**Your objective:**
Copy the entries below from the line that contains "rocky foreground terrain" through the end of the entries, inclusive, keeping the requests unchanged and multiplying every coordinate in the answers by 1.95, rounded to whole numbers with halves rounded up. Return only those lines.

═══ Dataset records

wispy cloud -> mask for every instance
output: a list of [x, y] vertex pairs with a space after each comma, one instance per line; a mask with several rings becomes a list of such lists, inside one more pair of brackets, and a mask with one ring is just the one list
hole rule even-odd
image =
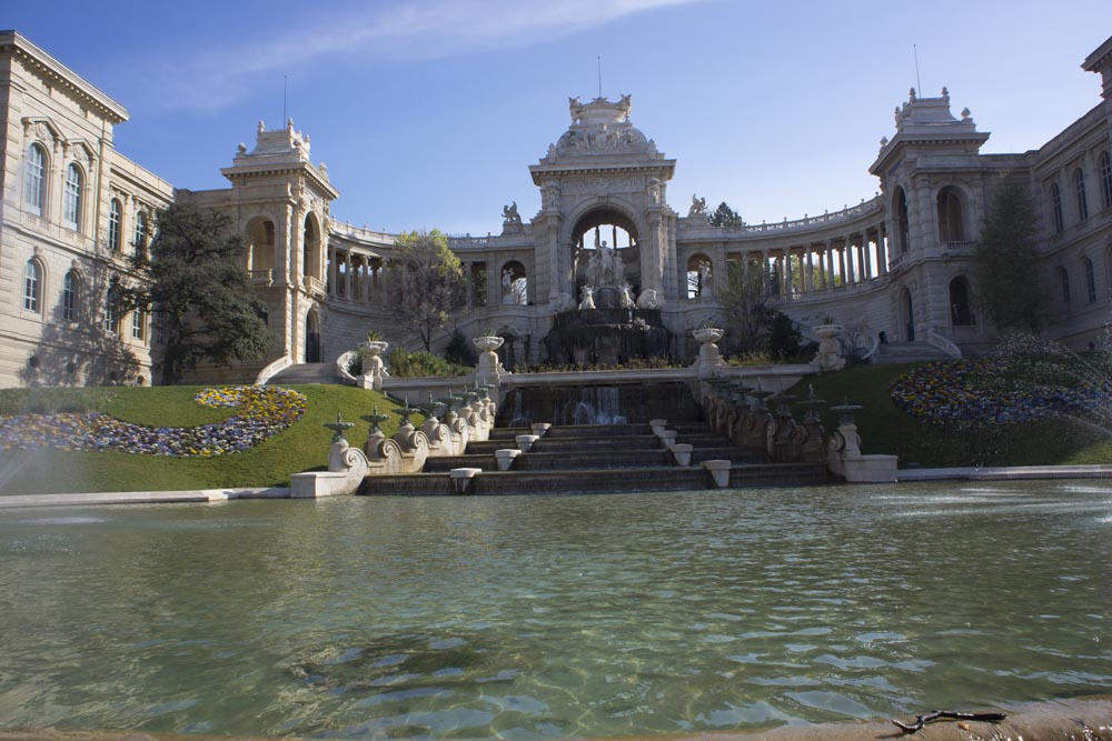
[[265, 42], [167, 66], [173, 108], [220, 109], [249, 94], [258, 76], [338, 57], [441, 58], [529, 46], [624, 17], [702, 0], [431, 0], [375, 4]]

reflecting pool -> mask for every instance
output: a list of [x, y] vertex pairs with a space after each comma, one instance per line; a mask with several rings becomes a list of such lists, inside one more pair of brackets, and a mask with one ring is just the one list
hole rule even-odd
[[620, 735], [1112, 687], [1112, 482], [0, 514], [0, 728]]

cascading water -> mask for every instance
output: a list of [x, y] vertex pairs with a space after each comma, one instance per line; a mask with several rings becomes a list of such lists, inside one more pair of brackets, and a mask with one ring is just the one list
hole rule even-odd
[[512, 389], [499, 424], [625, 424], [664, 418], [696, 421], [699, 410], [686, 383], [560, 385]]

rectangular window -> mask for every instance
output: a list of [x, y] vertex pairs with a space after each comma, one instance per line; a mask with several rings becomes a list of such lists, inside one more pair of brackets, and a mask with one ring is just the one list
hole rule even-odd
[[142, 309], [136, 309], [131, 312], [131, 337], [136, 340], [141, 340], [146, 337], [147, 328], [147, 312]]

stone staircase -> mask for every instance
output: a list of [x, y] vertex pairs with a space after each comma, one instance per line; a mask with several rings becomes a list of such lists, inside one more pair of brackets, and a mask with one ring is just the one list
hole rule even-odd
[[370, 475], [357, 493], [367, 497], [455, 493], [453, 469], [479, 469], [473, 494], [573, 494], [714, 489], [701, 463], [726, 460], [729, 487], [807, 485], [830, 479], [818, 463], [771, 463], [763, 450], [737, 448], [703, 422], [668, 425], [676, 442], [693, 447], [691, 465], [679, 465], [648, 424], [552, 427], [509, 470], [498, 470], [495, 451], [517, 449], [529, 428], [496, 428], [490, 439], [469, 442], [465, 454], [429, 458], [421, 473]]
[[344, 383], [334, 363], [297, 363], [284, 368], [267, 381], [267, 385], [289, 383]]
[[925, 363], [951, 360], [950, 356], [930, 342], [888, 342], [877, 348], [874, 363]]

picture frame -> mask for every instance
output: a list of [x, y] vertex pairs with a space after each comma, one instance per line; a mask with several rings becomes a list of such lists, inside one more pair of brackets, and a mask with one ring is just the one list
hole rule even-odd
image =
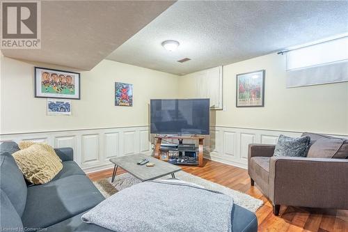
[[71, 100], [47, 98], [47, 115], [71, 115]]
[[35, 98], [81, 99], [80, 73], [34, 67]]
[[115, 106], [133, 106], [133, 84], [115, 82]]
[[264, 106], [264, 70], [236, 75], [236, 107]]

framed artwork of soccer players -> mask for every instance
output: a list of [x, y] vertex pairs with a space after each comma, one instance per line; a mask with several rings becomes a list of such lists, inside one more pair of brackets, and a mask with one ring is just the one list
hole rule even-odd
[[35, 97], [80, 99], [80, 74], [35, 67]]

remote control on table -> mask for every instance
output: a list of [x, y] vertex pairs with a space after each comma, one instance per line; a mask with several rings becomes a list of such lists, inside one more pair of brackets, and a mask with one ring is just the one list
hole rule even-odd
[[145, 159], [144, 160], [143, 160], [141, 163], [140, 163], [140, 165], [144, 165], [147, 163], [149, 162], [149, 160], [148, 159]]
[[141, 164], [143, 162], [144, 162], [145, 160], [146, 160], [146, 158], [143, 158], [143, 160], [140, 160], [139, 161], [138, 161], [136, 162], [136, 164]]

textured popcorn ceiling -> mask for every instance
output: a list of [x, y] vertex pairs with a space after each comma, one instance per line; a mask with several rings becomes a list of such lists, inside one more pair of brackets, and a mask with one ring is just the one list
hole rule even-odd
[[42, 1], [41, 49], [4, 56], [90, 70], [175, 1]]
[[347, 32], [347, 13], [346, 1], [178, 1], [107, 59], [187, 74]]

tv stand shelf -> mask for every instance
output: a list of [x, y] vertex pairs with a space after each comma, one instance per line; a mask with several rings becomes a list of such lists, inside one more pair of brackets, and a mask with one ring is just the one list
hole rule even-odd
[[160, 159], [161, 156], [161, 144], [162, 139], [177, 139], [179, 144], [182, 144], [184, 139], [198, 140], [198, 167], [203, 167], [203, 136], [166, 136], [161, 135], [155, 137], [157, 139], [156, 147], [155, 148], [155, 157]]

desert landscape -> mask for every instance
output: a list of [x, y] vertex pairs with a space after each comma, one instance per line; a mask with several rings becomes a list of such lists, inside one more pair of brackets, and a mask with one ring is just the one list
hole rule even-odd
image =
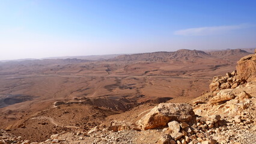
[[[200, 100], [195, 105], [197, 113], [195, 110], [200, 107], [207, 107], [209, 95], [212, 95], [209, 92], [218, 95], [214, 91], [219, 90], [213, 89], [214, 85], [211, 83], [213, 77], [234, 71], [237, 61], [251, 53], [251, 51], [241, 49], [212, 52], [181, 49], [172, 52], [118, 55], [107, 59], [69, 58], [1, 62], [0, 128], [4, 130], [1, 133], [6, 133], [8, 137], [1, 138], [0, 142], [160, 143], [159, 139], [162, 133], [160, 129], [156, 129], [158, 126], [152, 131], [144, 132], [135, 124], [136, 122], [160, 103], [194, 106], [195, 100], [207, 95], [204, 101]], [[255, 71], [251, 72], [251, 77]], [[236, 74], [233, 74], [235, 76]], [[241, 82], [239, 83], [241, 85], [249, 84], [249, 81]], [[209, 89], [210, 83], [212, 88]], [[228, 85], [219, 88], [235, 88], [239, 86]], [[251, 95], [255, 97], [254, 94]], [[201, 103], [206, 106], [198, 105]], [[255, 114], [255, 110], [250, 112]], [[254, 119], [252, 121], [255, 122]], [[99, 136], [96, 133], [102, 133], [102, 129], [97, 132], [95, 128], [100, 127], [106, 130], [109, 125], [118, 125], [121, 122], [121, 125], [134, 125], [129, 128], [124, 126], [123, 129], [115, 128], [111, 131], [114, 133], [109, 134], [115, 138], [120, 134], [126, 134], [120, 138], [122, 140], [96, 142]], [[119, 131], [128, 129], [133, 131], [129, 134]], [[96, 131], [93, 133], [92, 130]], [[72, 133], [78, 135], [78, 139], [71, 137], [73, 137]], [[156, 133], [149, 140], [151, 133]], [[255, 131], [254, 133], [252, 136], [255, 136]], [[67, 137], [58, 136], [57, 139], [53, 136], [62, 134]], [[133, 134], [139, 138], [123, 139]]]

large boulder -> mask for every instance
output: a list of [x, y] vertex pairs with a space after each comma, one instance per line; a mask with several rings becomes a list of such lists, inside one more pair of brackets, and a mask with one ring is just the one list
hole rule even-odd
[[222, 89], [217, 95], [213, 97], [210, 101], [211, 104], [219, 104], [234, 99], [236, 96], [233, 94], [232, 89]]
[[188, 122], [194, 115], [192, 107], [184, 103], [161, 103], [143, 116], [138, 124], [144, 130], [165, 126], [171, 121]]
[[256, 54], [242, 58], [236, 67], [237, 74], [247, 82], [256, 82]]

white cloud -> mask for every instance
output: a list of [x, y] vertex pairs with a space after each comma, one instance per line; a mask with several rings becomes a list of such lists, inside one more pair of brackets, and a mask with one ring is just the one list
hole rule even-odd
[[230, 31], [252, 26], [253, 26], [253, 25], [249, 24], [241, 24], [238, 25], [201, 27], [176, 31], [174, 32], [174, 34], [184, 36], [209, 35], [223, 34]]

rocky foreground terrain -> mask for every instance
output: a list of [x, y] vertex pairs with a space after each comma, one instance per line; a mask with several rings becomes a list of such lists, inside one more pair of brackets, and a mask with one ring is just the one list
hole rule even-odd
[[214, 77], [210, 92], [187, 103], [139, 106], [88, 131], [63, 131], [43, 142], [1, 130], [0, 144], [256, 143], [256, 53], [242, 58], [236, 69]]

══════

**Full output:**
rocky foreground terrain -> mask for every instance
output: a list of [x, y] vertex pairs with a space after each comma, one instance per line; a mask with several rings becomes a list of such lists, inside one more pair of brackets, and a mask with one ring is just the one list
hole rule even-odd
[[417, 150], [410, 179], [365, 201], [271, 207], [172, 255], [123, 255], [84, 277], [2, 254], [0, 281], [499, 279], [499, 103], [472, 113], [460, 135]]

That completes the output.